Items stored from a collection
_ _ _ _ _
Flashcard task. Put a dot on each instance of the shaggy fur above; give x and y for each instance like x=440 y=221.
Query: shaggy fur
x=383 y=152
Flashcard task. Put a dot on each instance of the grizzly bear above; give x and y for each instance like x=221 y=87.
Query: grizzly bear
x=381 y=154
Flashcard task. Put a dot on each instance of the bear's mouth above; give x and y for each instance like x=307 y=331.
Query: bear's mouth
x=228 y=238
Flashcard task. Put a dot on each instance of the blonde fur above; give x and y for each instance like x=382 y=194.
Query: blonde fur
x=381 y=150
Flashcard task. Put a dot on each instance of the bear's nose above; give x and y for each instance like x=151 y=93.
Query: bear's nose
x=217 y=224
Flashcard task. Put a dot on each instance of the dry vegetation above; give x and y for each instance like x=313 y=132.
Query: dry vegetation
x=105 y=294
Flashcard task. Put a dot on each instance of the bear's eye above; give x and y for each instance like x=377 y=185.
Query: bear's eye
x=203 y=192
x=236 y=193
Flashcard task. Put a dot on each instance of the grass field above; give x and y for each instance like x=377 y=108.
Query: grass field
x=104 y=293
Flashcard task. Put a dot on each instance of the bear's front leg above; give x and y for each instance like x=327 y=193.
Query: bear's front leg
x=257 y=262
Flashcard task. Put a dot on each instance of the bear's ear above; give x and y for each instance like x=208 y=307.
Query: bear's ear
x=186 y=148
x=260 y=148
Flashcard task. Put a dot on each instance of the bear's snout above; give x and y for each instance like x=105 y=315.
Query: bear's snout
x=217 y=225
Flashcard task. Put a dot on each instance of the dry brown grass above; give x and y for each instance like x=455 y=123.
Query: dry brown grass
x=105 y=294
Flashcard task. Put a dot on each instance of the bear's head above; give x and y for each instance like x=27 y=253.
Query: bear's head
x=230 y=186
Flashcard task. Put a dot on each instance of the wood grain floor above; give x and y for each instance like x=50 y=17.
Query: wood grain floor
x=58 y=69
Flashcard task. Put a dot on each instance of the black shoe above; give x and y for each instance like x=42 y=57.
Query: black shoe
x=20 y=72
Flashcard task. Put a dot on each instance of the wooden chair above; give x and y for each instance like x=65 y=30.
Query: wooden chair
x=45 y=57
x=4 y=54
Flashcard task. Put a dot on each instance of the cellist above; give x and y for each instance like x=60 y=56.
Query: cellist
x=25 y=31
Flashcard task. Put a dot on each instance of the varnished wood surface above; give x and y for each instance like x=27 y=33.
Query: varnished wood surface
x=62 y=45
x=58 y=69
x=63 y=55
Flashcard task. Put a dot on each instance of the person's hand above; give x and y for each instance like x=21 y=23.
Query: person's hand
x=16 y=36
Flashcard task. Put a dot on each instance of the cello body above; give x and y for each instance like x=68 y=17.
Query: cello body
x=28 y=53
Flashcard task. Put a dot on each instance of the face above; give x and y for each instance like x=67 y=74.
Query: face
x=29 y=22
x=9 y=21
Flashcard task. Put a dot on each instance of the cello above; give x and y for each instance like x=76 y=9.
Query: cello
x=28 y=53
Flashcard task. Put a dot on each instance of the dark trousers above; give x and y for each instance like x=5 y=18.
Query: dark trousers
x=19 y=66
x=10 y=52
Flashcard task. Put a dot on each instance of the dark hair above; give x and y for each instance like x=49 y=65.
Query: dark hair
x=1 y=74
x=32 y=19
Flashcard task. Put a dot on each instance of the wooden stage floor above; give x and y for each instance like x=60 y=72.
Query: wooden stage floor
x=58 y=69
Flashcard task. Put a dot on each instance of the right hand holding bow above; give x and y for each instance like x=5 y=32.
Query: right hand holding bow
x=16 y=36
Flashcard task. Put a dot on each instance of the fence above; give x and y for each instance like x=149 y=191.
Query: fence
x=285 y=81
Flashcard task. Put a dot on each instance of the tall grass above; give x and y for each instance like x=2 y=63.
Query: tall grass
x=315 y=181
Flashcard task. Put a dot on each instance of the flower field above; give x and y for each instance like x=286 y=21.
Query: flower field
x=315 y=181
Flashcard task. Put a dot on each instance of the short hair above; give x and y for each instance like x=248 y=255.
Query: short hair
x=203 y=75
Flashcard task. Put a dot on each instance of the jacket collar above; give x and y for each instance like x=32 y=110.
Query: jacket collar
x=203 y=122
_ _ _ _ _
[What is required]: Copy each of the items above, reproducing every line without alteration.

[Answer for the task]:
Flashcard task. Put a dot on each instance of the shaggy fur above; give x and y for each instance like x=440 y=221.
Query: shaggy fur
x=383 y=152
Flashcard task. Put a dot on each instance of the grizzly bear above; give x and y for each instance like x=221 y=87.
Query: grizzly bear
x=381 y=154
Flashcard task. Put a dot on each instance of the bear's mouth above; give x and y for each instance like x=307 y=331.
Query: bear's mouth
x=228 y=238
Flashcard task. Put a dot on each instance of the blonde fur above; give x and y for each instance like x=382 y=194.
Query: blonde fur
x=381 y=150
Flashcard task. Put a dot on each instance of the bear's nose above; give x and y for each instance like x=151 y=93.
Query: bear's nose
x=217 y=224
Flashcard task. Put a dot on each instance of the dry vegetation above; give x and y for each instance like x=313 y=132.
Query: dry vegetation
x=105 y=294
Flashcard task. Put a dot on each instance of the bear's eye above; give x and y for each instance like x=377 y=185.
Query: bear's eye
x=203 y=192
x=236 y=193
Flashcard task. Put a dot on each instance of the grass field above; give x and y for each instance like x=377 y=108.
Query: grass field
x=104 y=293
Flashcard task. Put a dot on each instance of the bear's front leg above; give x and y for each instance like x=327 y=193.
Query: bear's front leg
x=257 y=262
Flashcard task. Put a dot on each instance of the bear's ear above; give x and y for each instance like x=208 y=307.
Query: bear's ear
x=186 y=148
x=260 y=148
Flashcard task. Put a dot on each instance of the bear's snout above; give x and y for each instance like x=105 y=315.
Query: bear's snout
x=217 y=225
Flashcard task. Put a dot on each instance of the dry brown grass above; give x and y for each instance like x=455 y=123.
Query: dry brown grass
x=105 y=294
Flashcard task. Put a dot on each instance of the bear's head above; give x and y for each instance like x=27 y=253.
Query: bear's head
x=230 y=186
Flashcard task. Put a dot on each instance of the wood grain floor above; give x and y for each instance like x=50 y=17.
Query: wood grain floor
x=58 y=69
Flashcard task. Put a dot on each instance of the black shoe above; give x and y for each instance like x=42 y=57.
Query: black shoe
x=20 y=72
Flashcard task. Put a dot on each instance of the wooden chair above; give x and y for each instance like x=65 y=30.
Query: wooden chair
x=45 y=57
x=4 y=54
Flashcard task. Put a dot on each instance of the cellist above; give x and y for each instance like x=60 y=56.
Query: cellist
x=25 y=31
Flashcard task. Put a dot on each instance of the varnished wood surface above; give x and y for each instance like x=27 y=33.
Query: varnished wood surface
x=62 y=45
x=58 y=69
x=63 y=55
Flashcard task. Put a dot on each instance of the person's hand above; give x and y for each instance like x=21 y=23.
Query: person's hand
x=16 y=36
Flashcard task. Put a dot on each instance of the cello body above; give x and y for each instance like x=68 y=17.
Query: cello body
x=28 y=53
Flashcard task. Put a dot on each instance of the face above; give x and y for each instance like x=67 y=74.
Query: face
x=29 y=22
x=9 y=21
Flashcard task. Put a dot on each instance of the cello above; give x and y for each instance like x=76 y=9.
Query: cello
x=28 y=53
Flashcard task. Put a dot on each instance of the dark trousers above; give x and y for each instance like x=5 y=18.
Query: dark trousers
x=19 y=66
x=10 y=52
Flashcard task. Put a dot on each instance of the dark hair above; give x and y for each instance like x=49 y=65.
Query: dark hair
x=1 y=74
x=32 y=19
Flashcard task. Put a dot on each instance of the wooden stage floor above; give x and y for each instance like x=60 y=72.
Query: wooden stage floor
x=58 y=69
Flashcard task. Put a dot on each instance of the right hand holding bow above; give x and y for each instance like x=5 y=32.
Query: right hand holding bow
x=16 y=36
Flashcard task. Put a dot on each instance of the fence above; give x and y for each instance like x=149 y=191.
Query: fence
x=285 y=81
Flashcard task. Put a dot on each instance of the tall grass above; give x and y for each instance like x=2 y=63.
Query: tall grass
x=315 y=181
Flashcard task. Put a dot on each instance of the flower field above; give x and y for each instance like x=286 y=21.
Query: flower field
x=315 y=181
Flashcard task. Put a dot on each instance of the short hair above; give x and y for each instance like x=248 y=255.
Query: short hair
x=203 y=75
Flashcard task. Put a dot on each instance of the jacket collar above; give x and y for each instance like x=32 y=110.
Query: jacket collar
x=203 y=122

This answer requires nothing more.